PROBLEM TO WORK ON
Retype, word for word, the line containing "Reviewer note: every instance of the green shrub" and every line after it to the end. Skip pictures.

Pointing and labeling entries

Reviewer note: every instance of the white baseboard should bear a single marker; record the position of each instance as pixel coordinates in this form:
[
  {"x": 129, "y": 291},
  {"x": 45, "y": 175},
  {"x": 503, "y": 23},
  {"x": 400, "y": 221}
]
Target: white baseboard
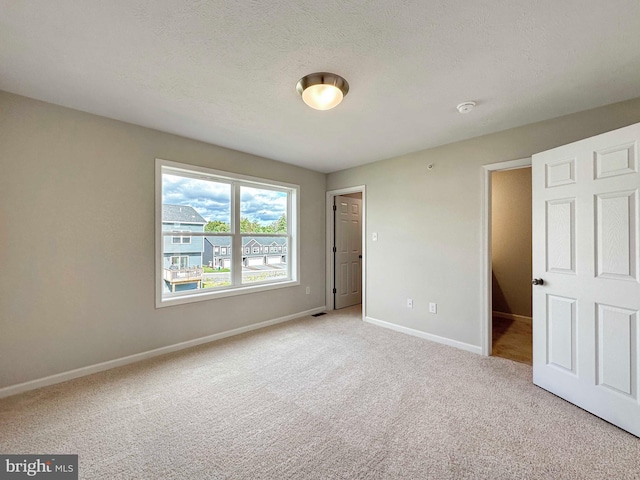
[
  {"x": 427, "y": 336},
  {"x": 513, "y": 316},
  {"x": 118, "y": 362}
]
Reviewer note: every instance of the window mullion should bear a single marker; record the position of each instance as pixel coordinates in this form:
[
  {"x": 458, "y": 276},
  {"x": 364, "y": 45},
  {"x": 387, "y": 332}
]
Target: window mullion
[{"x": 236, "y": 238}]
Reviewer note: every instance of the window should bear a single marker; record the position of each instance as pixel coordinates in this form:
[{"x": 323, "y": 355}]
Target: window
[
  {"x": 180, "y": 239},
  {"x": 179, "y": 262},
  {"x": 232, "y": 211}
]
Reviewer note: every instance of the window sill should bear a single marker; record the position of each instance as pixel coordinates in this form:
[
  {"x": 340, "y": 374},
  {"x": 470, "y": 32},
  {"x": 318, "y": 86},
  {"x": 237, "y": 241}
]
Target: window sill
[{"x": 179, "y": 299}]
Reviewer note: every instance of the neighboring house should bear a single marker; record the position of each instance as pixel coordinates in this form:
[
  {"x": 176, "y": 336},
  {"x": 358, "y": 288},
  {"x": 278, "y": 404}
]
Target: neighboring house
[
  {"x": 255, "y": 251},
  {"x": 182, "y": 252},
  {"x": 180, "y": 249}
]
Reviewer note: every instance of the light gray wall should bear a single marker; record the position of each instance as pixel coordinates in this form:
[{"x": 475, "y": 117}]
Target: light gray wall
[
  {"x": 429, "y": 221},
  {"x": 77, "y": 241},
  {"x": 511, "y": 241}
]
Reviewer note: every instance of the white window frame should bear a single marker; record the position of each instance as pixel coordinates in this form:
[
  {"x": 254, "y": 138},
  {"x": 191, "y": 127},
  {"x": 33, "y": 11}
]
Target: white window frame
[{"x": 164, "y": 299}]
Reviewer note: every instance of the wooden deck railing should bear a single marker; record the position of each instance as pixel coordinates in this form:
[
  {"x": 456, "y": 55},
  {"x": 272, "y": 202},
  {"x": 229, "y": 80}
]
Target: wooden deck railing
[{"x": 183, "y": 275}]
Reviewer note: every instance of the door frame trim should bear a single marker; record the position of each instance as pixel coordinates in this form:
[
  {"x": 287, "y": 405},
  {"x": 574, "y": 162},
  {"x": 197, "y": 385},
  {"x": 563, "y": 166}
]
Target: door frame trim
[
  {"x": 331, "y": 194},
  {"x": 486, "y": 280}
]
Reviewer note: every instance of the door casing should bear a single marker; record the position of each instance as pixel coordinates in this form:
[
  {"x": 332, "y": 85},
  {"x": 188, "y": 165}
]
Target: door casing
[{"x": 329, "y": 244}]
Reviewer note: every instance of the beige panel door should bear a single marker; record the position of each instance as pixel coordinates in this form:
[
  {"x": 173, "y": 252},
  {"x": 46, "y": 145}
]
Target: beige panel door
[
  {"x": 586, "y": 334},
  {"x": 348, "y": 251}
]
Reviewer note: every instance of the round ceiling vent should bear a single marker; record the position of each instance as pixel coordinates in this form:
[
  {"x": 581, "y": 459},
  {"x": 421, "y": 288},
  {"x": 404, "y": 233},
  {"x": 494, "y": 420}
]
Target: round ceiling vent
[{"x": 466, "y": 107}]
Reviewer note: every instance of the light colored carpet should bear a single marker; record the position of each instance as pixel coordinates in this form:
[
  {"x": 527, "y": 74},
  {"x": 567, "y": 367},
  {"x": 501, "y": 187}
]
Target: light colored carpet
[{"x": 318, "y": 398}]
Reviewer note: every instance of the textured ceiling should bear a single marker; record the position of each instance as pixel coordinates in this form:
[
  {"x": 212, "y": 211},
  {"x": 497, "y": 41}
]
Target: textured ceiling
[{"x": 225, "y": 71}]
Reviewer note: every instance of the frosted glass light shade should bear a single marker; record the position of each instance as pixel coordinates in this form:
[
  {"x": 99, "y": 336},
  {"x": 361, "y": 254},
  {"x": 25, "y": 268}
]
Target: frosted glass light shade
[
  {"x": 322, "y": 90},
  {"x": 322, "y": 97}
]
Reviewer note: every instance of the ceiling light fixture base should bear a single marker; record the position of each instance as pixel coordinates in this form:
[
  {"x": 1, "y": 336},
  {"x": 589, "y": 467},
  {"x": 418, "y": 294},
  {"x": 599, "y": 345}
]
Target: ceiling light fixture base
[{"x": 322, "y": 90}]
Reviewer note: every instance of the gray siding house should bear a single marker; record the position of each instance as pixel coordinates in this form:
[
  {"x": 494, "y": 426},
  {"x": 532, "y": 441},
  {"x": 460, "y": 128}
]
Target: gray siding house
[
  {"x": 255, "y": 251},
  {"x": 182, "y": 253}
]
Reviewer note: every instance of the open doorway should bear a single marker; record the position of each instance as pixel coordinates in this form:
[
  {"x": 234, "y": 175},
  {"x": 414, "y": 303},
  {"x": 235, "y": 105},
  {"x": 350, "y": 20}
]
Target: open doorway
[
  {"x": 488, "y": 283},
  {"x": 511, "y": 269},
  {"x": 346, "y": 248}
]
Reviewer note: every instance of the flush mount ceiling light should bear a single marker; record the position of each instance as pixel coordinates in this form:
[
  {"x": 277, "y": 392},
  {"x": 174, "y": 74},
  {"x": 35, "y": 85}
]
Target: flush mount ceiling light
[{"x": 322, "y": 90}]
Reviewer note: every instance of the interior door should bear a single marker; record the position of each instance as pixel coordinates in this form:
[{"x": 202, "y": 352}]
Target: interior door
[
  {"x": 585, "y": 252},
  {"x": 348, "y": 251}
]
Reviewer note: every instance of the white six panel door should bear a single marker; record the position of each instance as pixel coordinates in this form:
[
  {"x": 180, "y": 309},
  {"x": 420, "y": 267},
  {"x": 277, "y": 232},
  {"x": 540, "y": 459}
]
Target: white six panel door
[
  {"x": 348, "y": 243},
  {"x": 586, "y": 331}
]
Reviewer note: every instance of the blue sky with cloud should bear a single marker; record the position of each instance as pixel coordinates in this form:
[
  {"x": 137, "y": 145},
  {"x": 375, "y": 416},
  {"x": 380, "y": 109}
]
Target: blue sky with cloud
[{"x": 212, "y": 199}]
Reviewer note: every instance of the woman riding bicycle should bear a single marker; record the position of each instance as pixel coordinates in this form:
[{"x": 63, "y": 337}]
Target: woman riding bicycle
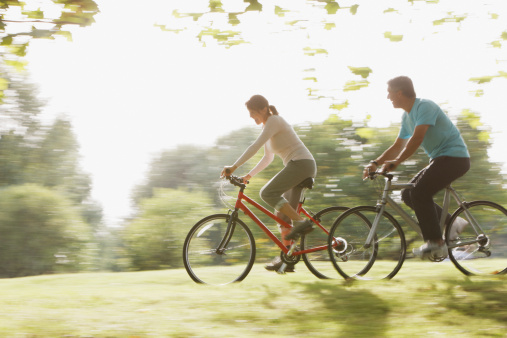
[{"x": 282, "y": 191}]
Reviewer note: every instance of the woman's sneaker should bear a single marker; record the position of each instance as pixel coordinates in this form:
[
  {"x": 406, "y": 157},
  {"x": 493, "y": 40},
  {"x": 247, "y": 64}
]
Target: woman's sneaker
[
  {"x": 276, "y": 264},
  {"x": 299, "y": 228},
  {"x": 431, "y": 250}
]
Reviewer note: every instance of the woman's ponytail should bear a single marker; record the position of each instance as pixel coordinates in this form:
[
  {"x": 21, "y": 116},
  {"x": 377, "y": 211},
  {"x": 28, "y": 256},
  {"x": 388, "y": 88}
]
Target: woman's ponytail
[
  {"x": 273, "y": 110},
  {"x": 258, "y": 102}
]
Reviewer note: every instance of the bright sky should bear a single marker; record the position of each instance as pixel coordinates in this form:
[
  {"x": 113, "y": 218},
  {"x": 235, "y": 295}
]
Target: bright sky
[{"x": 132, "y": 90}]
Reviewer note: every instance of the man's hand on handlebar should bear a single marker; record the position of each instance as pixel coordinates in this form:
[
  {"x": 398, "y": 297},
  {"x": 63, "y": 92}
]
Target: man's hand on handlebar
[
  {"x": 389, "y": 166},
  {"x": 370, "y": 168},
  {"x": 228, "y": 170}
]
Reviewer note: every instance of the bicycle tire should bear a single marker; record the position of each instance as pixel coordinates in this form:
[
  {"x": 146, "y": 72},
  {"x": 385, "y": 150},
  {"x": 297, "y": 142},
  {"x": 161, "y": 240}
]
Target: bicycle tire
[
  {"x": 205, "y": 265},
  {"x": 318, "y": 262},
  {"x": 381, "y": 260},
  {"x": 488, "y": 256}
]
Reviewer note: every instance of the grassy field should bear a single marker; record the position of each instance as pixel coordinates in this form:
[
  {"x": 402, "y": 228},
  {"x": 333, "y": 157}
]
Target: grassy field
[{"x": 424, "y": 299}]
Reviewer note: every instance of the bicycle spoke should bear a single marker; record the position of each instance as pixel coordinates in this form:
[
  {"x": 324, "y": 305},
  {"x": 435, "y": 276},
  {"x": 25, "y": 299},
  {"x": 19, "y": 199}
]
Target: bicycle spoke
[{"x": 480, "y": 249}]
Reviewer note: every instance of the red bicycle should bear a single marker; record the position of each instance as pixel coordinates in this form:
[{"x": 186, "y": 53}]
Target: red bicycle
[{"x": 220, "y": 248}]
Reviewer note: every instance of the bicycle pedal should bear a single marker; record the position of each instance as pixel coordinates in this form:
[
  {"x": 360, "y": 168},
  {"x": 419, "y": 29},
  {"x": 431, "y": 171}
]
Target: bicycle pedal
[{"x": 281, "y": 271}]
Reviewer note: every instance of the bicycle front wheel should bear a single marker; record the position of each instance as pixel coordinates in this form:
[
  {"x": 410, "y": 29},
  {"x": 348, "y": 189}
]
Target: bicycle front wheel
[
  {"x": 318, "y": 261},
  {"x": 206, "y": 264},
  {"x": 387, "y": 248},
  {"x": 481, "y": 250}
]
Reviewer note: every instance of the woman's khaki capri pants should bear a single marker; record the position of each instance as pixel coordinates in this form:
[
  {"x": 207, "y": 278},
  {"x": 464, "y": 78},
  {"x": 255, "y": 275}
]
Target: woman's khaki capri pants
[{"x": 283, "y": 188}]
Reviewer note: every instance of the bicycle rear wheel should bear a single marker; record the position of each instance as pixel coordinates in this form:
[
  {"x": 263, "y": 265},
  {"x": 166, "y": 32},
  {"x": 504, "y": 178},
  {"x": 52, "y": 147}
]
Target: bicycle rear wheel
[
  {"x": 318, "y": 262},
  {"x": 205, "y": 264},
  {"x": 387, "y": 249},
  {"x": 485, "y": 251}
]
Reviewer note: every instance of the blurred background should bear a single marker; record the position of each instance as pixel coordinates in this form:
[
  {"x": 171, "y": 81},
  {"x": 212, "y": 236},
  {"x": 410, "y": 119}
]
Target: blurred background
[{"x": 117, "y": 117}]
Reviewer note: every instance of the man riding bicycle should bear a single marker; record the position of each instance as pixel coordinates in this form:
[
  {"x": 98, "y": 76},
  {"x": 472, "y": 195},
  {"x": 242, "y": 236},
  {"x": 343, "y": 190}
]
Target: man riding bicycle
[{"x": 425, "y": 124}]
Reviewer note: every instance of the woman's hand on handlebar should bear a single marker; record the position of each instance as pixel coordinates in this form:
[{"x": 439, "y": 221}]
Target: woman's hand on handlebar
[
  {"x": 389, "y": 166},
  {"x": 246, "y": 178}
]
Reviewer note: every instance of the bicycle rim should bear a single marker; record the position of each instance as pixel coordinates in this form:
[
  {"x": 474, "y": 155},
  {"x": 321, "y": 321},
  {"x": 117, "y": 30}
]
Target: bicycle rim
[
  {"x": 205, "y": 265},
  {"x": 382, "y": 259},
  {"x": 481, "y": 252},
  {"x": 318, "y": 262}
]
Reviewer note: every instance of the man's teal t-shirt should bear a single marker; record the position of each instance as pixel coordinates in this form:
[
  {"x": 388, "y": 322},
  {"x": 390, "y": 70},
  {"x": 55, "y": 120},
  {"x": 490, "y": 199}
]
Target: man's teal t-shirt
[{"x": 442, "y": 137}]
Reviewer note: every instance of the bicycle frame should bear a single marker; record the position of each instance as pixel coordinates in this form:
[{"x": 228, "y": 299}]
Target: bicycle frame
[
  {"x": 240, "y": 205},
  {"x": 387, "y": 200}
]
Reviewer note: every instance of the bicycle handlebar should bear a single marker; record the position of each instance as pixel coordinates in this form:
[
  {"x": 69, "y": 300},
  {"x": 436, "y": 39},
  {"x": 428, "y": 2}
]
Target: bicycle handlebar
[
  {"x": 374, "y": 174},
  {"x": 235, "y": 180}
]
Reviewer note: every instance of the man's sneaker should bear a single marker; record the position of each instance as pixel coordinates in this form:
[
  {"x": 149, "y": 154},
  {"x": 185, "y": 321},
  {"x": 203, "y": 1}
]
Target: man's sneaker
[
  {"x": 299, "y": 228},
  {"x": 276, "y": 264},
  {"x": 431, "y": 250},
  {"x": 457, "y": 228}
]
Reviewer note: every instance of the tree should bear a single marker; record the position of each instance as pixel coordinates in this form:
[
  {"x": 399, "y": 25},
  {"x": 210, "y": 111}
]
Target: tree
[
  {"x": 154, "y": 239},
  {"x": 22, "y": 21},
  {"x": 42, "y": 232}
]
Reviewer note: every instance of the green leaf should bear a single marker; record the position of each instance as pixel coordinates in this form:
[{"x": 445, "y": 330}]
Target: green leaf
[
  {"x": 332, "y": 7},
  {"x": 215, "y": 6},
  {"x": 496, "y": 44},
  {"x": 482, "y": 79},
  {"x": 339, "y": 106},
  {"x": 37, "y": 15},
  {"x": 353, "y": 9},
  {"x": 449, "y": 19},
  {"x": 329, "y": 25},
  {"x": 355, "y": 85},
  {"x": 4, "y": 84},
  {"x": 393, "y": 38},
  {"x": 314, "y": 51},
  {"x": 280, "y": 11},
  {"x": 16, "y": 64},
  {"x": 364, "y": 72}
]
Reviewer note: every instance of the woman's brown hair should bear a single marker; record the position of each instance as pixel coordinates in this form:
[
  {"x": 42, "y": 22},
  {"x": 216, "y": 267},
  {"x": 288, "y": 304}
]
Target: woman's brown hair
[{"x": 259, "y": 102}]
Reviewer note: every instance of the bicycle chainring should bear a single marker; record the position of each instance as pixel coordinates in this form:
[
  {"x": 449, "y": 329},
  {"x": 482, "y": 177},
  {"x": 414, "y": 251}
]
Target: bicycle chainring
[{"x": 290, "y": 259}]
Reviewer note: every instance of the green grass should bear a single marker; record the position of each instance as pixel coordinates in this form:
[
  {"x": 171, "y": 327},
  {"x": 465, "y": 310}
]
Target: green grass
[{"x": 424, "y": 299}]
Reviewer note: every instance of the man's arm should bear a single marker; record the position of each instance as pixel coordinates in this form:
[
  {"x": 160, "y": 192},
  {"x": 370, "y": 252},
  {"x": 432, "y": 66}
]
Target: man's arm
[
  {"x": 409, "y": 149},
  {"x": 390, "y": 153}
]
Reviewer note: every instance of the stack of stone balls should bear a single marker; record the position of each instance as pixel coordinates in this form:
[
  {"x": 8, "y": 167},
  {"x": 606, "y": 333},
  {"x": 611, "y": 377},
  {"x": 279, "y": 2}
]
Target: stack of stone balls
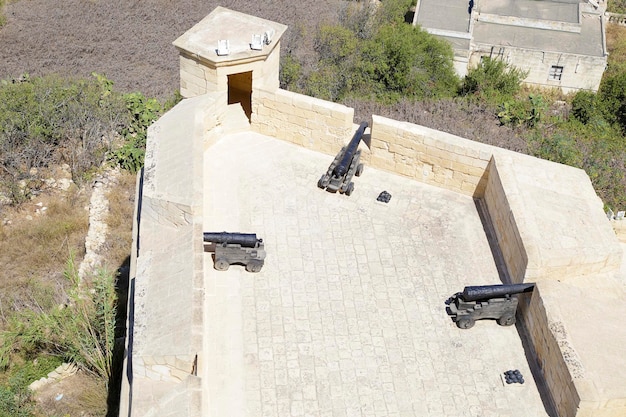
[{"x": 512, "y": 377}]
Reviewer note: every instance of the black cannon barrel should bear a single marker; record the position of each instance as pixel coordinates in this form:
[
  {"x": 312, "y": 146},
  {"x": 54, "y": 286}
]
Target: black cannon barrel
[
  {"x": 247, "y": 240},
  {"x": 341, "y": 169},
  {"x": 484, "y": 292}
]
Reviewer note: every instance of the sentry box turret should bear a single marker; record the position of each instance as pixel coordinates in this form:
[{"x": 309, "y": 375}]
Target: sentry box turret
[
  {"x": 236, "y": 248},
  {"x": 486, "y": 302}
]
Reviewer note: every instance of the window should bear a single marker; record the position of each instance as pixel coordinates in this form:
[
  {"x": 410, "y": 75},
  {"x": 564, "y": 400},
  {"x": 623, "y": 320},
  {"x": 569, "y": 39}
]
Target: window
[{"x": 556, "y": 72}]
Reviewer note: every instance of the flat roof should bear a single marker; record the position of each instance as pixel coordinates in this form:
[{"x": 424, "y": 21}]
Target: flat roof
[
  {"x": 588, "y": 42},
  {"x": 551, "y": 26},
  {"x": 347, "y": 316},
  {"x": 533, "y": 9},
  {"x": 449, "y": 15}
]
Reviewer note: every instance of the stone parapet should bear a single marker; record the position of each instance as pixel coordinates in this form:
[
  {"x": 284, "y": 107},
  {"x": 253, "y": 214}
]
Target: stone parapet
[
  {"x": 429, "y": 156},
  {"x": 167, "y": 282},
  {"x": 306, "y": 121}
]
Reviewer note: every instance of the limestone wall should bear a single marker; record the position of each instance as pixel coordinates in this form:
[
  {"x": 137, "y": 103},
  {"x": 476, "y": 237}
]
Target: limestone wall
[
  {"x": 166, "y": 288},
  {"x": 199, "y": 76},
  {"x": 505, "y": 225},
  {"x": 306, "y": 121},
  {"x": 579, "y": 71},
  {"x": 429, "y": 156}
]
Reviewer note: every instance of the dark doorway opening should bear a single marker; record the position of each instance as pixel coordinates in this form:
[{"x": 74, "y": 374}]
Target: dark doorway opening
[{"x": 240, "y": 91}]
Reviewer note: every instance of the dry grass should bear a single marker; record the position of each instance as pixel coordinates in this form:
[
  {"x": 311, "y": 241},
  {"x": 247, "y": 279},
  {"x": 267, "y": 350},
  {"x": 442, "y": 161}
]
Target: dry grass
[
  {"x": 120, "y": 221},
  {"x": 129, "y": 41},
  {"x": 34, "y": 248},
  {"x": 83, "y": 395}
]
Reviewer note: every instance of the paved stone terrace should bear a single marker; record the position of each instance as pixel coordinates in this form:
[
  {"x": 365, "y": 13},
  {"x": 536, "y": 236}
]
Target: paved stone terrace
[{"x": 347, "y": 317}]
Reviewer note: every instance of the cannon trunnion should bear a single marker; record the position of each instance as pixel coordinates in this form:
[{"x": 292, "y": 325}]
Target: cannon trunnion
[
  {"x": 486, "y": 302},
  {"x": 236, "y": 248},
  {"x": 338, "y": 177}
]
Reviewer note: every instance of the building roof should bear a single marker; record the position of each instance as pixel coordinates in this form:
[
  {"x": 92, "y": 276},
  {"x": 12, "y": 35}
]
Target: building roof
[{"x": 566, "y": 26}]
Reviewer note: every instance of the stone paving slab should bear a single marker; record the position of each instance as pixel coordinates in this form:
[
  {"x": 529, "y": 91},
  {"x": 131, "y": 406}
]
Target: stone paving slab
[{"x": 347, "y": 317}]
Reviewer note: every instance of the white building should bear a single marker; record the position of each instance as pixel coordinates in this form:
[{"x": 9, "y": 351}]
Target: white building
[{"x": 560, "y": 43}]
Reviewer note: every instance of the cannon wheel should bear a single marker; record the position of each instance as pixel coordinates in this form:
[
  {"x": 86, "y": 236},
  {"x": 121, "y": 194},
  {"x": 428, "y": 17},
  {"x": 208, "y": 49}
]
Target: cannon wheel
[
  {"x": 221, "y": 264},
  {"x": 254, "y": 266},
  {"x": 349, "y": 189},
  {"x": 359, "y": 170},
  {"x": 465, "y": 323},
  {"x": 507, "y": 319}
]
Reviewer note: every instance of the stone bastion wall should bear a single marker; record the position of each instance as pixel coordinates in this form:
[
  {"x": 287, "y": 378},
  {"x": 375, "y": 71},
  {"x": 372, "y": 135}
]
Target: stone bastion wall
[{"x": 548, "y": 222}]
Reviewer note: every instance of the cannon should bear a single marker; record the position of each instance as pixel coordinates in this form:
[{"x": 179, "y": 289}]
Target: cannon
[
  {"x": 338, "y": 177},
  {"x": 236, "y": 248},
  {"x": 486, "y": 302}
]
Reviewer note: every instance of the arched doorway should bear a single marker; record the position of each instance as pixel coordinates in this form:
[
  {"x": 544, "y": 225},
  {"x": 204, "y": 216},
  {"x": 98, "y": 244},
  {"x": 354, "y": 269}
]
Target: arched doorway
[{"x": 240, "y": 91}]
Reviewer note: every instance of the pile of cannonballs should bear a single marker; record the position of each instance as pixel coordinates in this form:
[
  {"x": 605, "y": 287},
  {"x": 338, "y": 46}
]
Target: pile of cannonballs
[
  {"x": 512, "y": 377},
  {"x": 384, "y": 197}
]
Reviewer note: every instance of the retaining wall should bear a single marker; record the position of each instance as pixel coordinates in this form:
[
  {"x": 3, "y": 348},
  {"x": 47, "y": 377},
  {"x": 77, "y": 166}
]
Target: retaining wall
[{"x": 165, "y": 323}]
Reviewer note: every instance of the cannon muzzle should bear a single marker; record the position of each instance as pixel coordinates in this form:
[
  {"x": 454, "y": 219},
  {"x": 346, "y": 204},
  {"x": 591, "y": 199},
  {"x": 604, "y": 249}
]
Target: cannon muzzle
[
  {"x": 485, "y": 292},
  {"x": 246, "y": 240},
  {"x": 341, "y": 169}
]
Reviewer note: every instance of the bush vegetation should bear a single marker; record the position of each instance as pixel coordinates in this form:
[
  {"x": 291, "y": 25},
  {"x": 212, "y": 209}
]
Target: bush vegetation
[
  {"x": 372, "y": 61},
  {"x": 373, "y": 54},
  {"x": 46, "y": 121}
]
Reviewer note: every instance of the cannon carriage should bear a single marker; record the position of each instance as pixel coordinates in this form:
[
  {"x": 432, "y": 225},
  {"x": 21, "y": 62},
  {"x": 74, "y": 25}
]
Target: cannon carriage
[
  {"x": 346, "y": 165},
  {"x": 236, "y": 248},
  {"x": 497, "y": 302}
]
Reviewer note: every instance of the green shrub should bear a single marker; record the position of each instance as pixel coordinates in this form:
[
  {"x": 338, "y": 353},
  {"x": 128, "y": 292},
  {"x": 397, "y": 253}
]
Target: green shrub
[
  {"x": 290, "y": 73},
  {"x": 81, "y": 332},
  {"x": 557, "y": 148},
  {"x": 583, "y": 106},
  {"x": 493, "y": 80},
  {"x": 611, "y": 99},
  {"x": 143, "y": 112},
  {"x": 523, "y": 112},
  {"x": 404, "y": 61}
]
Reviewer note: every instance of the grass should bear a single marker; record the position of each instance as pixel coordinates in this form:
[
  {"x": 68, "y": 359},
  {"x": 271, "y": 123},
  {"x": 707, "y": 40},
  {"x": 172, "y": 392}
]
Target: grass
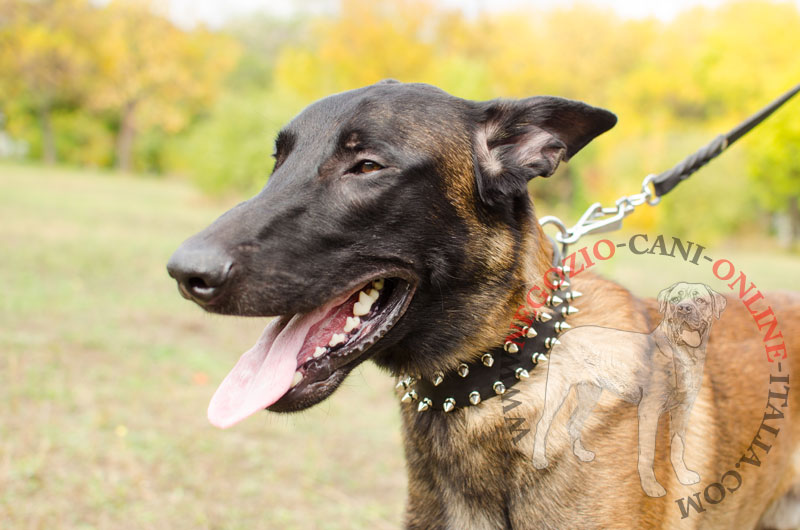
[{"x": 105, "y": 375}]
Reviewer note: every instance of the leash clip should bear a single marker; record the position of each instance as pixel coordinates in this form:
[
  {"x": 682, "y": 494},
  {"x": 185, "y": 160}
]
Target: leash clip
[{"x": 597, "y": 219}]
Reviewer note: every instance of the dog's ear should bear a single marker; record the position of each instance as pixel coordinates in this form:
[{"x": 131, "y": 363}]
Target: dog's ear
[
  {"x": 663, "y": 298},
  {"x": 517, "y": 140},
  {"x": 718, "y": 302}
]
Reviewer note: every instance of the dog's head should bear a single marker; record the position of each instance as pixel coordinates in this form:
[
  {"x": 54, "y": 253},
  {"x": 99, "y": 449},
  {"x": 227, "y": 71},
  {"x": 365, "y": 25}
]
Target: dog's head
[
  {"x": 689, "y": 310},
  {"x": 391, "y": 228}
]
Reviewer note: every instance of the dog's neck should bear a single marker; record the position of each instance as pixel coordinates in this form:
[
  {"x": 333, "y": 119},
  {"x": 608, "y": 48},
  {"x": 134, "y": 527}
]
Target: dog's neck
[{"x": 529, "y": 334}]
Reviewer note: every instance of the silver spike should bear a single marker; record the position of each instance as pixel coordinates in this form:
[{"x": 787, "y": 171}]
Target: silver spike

TASK OUTPUT
Reviewer note: every instance of the green shrub should bear a single marker; record the position of each instance as pixel coordinates in this form:
[
  {"x": 338, "y": 353},
  {"x": 128, "y": 292},
  {"x": 397, "y": 253}
]
Target: green shrub
[
  {"x": 290, "y": 73},
  {"x": 81, "y": 332},
  {"x": 557, "y": 148},
  {"x": 583, "y": 106},
  {"x": 493, "y": 80},
  {"x": 611, "y": 99},
  {"x": 143, "y": 112},
  {"x": 523, "y": 112},
  {"x": 404, "y": 61}
]
Reviewer note: every instance of the grass should bear a single marker; record the position of each instance as pixel coordinates in this form:
[
  {"x": 68, "y": 359},
  {"x": 271, "y": 123},
  {"x": 707, "y": 40},
  {"x": 172, "y": 392}
]
Target: grass
[{"x": 105, "y": 375}]
Reviewer note: every instance of the leash clip should bear a single marker; record the position of each instance as pixel coordinates in this form:
[
  {"x": 682, "y": 494},
  {"x": 185, "y": 160}
]
Target: leash clip
[{"x": 597, "y": 219}]
Reviewer note: every instance of the dog's ear should bear a single marker; record the position of each instance as pixel coordinates in this form:
[{"x": 131, "y": 363}]
Target: dog's ear
[
  {"x": 663, "y": 298},
  {"x": 517, "y": 140},
  {"x": 718, "y": 302}
]
Reviewer note: every instance of the dog's head should bear a single marker; record the position of each instance as pixel coordinates in this form:
[
  {"x": 54, "y": 253},
  {"x": 99, "y": 449},
  {"x": 227, "y": 71},
  {"x": 365, "y": 25}
]
Target: dog's head
[
  {"x": 689, "y": 310},
  {"x": 391, "y": 228}
]
Reviewer note: every instance of the dog's neck should bear a single marker; record the position of each instance as pixel coordinates in this form:
[
  {"x": 333, "y": 119},
  {"x": 608, "y": 48},
  {"x": 134, "y": 527}
]
Target: dog's neck
[{"x": 529, "y": 334}]
Reviewer note: every instance of the silver spike should bear a single marker; record the position of each instance as pixel coordinates in this form:
[{"x": 787, "y": 171}]
Target: silver spike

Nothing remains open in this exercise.